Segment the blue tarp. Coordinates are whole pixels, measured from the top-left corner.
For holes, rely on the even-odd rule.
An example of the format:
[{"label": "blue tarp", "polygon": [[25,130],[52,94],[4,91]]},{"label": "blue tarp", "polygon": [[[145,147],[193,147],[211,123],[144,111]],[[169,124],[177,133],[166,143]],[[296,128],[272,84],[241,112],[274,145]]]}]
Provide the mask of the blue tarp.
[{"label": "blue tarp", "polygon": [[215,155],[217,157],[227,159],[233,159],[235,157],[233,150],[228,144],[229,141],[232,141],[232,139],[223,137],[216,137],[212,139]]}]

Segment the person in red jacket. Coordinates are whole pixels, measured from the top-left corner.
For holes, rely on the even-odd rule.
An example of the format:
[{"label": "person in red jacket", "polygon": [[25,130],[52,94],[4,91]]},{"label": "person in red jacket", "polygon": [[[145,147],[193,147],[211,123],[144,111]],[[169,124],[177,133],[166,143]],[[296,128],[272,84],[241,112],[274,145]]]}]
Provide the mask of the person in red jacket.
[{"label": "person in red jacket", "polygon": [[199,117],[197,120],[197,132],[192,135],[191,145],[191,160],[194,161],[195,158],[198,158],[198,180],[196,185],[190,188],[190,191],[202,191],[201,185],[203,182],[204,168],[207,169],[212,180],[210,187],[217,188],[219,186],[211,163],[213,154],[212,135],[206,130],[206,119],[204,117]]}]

*Activity*: Write out the complete set of records exactly as given.

*Response area*:
Segment the blue tarp. Coordinates are whole pixels, measured from the top-left corner.
For holes, rely on the even-odd rule.
An example of the format:
[{"label": "blue tarp", "polygon": [[25,130],[52,94],[4,91]]},{"label": "blue tarp", "polygon": [[[145,147],[193,147],[211,123],[144,111]],[[169,124],[177,133],[166,143]],[[296,128],[272,84],[241,112],[274,145]]]}]
Provide the mask of the blue tarp.
[{"label": "blue tarp", "polygon": [[215,155],[217,157],[227,159],[233,159],[235,157],[233,150],[228,144],[229,141],[232,141],[232,139],[223,137],[216,137],[212,139]]}]

Segment the person in red jacket. Coordinates are whole pixels, measured from the top-left corner.
For holes, rely on the even-odd rule.
An example of the format:
[{"label": "person in red jacket", "polygon": [[25,130],[52,94],[4,91]]},{"label": "person in red jacket", "polygon": [[[145,147],[193,147],[211,123],[144,111]],[[169,124],[177,133],[166,143]],[[296,128],[272,84],[241,112],[274,145]]]}]
Provide the mask of the person in red jacket.
[{"label": "person in red jacket", "polygon": [[199,117],[197,120],[197,132],[192,135],[191,145],[191,160],[194,161],[195,158],[198,158],[198,180],[196,185],[190,188],[190,191],[202,191],[201,185],[203,182],[204,168],[207,169],[212,180],[210,187],[217,188],[219,186],[211,163],[213,154],[212,135],[206,130],[206,119],[204,117]]}]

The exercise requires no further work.